— Begin Data entries —

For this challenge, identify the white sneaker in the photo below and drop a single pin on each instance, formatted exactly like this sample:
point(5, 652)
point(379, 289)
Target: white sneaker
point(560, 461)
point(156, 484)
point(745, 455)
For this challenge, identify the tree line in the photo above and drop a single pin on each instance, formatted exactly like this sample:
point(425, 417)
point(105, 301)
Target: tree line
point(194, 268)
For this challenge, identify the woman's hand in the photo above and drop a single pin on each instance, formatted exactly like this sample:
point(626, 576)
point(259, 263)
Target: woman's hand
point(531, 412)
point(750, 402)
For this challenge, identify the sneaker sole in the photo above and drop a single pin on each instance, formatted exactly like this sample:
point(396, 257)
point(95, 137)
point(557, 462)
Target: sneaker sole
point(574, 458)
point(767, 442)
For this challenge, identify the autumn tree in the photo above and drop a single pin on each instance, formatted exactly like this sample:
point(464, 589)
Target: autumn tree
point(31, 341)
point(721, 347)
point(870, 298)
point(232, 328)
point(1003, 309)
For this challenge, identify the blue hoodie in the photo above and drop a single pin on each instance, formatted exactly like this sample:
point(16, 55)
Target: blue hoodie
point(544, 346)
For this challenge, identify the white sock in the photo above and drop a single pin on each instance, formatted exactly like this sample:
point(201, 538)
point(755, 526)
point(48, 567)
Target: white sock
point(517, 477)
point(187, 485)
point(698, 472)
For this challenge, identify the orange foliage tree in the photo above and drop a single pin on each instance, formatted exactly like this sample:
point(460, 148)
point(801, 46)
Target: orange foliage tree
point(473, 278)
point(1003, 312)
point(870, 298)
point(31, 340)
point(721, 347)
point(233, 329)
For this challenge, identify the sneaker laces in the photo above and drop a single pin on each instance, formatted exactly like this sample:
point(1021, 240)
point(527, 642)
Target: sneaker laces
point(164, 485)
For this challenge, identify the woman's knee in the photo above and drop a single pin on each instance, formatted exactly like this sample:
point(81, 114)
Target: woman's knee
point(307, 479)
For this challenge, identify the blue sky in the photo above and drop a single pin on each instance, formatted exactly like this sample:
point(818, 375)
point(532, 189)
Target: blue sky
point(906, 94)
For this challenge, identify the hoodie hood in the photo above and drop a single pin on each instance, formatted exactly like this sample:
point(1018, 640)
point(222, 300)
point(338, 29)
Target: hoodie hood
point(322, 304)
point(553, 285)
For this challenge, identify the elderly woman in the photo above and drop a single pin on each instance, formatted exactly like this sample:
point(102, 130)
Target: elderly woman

— End Data entries —

Return all of the records above verbatim, line for line and in their original order.

● Expected output:
For this challenge, identify the white sneaker in the photo below and drop a single pin on each instance, formatted exactly like this sample:
point(5, 652)
point(379, 289)
Target: white sneaker
point(560, 461)
point(156, 484)
point(745, 455)
For this challenge, identify the tree line in the photo above and drop a single pin on each instance, formatted exactly like this sample:
point(425, 417)
point(105, 301)
Target: tree line
point(194, 268)
For this challenge, identify the woman's hand in the photo above and drop a single pin on each instance, formatted exactly like this sample:
point(626, 576)
point(259, 263)
Target: woman's hand
point(531, 412)
point(750, 402)
For this challenge, identify the sneaker sole in the photo above and drop a single pin on each instance, formatted exactly like this sample:
point(396, 257)
point(95, 137)
point(557, 462)
Target: sneaker sole
point(574, 458)
point(767, 442)
For this challenge, identify the autumn tree in the photo above and drop a single pin on each instance, formatted exactly like this sample:
point(464, 589)
Target: autumn tree
point(31, 341)
point(721, 347)
point(870, 298)
point(232, 328)
point(1003, 309)
For this challenge, identify the blue hoodie in the photo above and drop a single pin on each instance, formatted exactly like this sample:
point(16, 55)
Target: blue hoodie
point(544, 346)
For this challenge, identify the white sock in the photo above and drop a single pin on each instance, formatted exactly like this sample:
point(201, 538)
point(755, 526)
point(48, 567)
Target: white sock
point(517, 477)
point(187, 485)
point(698, 472)
For this challenge, identify the orange foliage tree in the photo above and drop a single pin on each instance, formatted exactly like this sample:
point(460, 148)
point(801, 46)
Target: orange foliage tree
point(473, 278)
point(1003, 312)
point(870, 298)
point(31, 340)
point(721, 347)
point(233, 329)
For this challenge, identify the sneaker laces in the photo above and drop a single pin on each instance, formatted exactly like this sample:
point(1021, 240)
point(527, 642)
Target: sneaker laces
point(164, 485)
For this challenge, identify the woman's knee in the photo above and drop a single pin on each instance, formatted exactly like this sample:
point(81, 114)
Target: woman's knee
point(307, 479)
For this challenge, identify the blue sky in the photo above and drop a single pin on each instance, formatted exactly like this sample:
point(818, 375)
point(532, 189)
Target: blue sky
point(906, 94)
For this challenge, identify the hoodie hood in the photo above and drop a single pin on each instance, formatted exactly like this sample:
point(1018, 640)
point(222, 300)
point(338, 29)
Target: hoodie hood
point(322, 304)
point(553, 285)
For this challenge, identify the elderly woman in the photo above and drop a single pin on each instance, formatted exactly like this sample:
point(102, 130)
Target: elderly woman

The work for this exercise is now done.